** start of DATASET RECORDS **

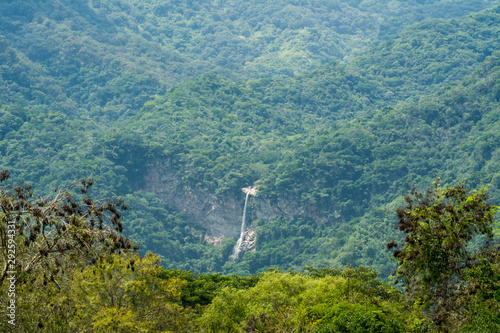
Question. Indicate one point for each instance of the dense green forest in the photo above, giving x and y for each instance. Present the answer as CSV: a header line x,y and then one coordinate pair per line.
x,y
330,108
342,141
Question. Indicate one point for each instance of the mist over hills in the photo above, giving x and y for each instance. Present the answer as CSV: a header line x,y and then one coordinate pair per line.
x,y
330,108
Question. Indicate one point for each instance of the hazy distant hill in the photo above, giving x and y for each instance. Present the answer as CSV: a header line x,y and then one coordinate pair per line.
x,y
331,145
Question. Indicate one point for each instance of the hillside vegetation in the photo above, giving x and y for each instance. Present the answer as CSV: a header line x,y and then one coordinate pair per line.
x,y
230,98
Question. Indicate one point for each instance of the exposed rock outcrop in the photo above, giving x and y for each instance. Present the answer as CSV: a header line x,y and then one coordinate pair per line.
x,y
220,216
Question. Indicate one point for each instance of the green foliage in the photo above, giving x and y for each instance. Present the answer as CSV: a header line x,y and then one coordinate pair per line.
x,y
282,302
105,89
436,264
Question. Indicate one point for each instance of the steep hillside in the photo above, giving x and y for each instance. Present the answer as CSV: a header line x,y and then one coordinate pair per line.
x,y
330,150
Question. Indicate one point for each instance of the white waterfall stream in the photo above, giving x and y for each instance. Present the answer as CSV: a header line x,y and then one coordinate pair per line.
x,y
237,247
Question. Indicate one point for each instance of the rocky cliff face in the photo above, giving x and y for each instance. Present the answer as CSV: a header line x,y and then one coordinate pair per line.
x,y
220,216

** end of DATASET RECORDS **

**WHAT IS ASKED**
Render every line of the rows above as a numbered list, skipping blank lines and omitting the pictures.

**OUTPUT FOR THIS EXERCISE**
1. Question. Indicate one point for each instance of the dense green forest in the photo above, giving x and y for each instance. Present the answer as CSV: a header line x,y and then one coordinate pair per line.
2. x,y
3. 330,108
4. 342,141
5. Question. Indicate one point for each instance of the mist over hills in the photo above, giving x and y for each instance. Present the answer as CSV: a header line x,y and then one coordinate pair per line.
6. x,y
7. 330,108
8. Question. Indicate one point for each instance of the hazy distant hill in the photo above, giving x and y for each instance. Present the answer as CSV: a header line x,y and then one coordinate pair per line.
9. x,y
10. 331,145
11. Question. Indicate one point for each instance of the hillside vegetation in the photo above, giving x and y for each instance. Present the answer as CSV: a header line x,y and then one coordinate pair per line.
12. x,y
13. 230,98
14. Question. Indicate one point for each instance of the exposed rock outcrop in the photo above, giving x and y for each instance. Present the answer as CSV: a header line x,y and then one coordinate pair per line.
15. x,y
16. 220,216
17. Question. Indicate one point for each instance of the green foliage in the photo above, giving x and y for each instance. Present the answer as CSV: a header line x,y and then one coordinate pair per line.
18. x,y
19. 282,302
20. 105,89
21. 436,264
22. Question. Indicate one point for each instance of the steep hillside in the photo above, giving x and y for each instance. Present the answer as CSV: a header line x,y and then one coordinate pair per line.
23. x,y
24. 330,150
25. Question. Indicate one point for each instance of the white waterfall stream in the photo above, giving x and y for each instance. Present the answer as CSV: a header line x,y and then one coordinate pair per line.
26. x,y
27. 237,247
28. Question. Indicate one point for each instance of the rocky cliff face in the photo above, giving x and y for each instance. Present the answer as CSV: a header line x,y and then one coordinate pair per line.
29. x,y
30. 220,216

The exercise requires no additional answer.